▸ **Written instruction**
Give every line from the one containing "[196, 103], one" down to the end of the records as a numbered list, leaving out blank lines.

▸ **Entries provided**
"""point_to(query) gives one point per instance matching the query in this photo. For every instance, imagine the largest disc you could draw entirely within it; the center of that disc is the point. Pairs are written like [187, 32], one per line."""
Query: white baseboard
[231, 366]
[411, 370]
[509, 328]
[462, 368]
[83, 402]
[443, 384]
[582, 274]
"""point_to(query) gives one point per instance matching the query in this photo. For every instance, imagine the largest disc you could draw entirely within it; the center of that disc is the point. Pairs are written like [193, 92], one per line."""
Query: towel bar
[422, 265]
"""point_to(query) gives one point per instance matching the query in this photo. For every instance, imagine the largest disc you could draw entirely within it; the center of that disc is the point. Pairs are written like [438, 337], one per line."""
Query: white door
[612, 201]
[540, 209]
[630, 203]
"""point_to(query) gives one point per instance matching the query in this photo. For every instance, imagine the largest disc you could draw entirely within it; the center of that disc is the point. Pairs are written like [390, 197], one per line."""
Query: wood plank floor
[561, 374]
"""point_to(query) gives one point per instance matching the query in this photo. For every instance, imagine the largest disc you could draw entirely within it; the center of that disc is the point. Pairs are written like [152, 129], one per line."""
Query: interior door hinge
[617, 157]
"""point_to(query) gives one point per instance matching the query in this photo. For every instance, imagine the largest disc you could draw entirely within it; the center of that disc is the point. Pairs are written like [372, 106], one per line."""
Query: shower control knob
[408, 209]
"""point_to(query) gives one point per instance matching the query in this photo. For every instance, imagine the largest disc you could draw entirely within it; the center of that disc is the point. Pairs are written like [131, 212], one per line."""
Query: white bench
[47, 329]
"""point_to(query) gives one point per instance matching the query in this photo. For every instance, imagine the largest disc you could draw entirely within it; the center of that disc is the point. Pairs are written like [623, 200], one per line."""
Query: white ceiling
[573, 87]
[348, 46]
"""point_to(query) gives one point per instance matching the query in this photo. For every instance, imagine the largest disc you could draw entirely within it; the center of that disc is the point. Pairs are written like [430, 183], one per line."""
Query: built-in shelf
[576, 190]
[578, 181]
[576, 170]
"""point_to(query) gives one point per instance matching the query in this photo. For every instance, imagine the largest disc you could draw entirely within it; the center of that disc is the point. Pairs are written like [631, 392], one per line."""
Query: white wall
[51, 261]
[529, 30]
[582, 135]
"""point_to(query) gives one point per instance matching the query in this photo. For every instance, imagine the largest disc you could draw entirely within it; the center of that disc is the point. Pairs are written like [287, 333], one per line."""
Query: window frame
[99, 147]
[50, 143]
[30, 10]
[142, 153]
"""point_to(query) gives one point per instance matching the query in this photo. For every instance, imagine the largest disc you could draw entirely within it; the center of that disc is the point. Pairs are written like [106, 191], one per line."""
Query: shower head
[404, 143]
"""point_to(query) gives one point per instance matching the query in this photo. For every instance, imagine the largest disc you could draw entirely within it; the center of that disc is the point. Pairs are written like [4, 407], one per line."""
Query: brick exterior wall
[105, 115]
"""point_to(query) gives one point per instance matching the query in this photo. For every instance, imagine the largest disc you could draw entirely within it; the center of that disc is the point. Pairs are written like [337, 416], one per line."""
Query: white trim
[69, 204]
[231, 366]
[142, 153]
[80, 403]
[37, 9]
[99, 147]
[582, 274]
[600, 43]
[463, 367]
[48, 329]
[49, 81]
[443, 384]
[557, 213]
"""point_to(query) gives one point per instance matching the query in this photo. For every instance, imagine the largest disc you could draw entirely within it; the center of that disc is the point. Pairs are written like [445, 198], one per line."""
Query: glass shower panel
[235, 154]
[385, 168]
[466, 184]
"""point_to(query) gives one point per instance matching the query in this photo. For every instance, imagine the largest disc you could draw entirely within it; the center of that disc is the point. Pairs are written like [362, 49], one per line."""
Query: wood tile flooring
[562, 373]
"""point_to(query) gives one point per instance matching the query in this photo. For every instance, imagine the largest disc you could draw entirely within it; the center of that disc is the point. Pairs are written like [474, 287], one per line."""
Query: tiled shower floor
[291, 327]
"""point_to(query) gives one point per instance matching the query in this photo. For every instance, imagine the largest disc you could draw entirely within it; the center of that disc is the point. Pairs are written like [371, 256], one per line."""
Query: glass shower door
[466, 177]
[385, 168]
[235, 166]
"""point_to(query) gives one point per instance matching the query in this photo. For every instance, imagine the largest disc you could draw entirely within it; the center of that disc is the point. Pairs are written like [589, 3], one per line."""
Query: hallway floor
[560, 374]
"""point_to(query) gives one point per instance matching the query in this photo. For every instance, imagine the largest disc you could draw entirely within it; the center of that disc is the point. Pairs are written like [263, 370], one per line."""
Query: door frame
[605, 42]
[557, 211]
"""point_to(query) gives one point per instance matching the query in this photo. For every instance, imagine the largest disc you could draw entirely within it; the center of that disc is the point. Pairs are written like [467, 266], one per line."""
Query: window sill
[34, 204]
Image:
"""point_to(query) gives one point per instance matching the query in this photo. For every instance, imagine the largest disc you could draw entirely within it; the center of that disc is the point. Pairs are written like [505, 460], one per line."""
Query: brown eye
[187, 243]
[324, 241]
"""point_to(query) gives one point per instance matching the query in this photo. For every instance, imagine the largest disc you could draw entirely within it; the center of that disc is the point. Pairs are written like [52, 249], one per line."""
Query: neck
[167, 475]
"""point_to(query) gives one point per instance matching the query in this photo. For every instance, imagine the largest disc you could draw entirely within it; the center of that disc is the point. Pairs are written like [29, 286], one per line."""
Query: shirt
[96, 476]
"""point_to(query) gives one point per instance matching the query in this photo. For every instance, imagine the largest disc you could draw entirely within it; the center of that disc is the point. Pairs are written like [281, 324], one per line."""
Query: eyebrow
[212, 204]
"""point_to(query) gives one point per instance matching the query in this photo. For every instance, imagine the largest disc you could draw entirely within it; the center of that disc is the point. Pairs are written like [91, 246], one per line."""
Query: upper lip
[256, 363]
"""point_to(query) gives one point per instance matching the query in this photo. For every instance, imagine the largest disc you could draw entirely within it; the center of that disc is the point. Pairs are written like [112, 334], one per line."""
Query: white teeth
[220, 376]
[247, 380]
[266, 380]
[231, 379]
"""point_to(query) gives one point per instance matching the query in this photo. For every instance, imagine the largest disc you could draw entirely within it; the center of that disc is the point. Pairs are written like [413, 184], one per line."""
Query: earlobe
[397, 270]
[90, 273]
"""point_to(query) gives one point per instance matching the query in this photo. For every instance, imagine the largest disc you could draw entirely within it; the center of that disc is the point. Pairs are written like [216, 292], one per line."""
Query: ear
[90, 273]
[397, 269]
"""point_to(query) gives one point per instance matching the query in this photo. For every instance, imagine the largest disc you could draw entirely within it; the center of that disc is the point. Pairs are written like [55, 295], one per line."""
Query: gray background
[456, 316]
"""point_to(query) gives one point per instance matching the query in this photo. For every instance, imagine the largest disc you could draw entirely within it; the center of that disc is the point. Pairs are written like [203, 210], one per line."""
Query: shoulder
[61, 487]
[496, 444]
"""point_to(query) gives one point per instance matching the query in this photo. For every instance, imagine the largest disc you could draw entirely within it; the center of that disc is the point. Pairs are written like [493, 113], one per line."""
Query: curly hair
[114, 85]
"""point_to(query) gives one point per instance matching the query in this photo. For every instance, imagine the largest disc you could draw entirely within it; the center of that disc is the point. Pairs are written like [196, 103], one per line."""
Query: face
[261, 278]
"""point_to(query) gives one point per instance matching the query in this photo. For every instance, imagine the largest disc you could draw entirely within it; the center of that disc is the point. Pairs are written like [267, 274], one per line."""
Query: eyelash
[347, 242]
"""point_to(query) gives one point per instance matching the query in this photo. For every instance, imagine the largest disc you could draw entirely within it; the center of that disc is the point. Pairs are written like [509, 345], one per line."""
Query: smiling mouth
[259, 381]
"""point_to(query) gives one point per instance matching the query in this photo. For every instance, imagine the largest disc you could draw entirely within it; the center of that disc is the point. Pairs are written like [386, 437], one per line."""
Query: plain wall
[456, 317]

▸ **Result**
1. """point_to(query) gives one point per instance matching the query in this photo. For every instance, imagine the largest disc you could draw entirely within it; the center of that disc is the point. Pairs are written like [196, 103], one per line."""
2. Query: face
3. [261, 278]
4. """point_to(query) gives one point per instance matching the query in this photo. For every instance, imagine the largest disc you could draw entirely within it; the center of that disc is the point. Pairs are written like [267, 274], one per line."""
5. Query: eyelash
6. [347, 242]
7. """point_to(query) gives one point per instance matching the query in this photo. For every instance, imagine the largest disc you could draw entirely within it; the center of that disc is the point. Pairs are written like [509, 345], one per line."""
8. Query: smiling mouth
9. [259, 381]
10. """point_to(query) gives one point per instance matching the query in this photo. For every instance, imagine the largest disc you could draw entirely within it; the center of that disc is the point. Pairs are written like [386, 437], one per line."""
11. Query: plain wall
12. [456, 317]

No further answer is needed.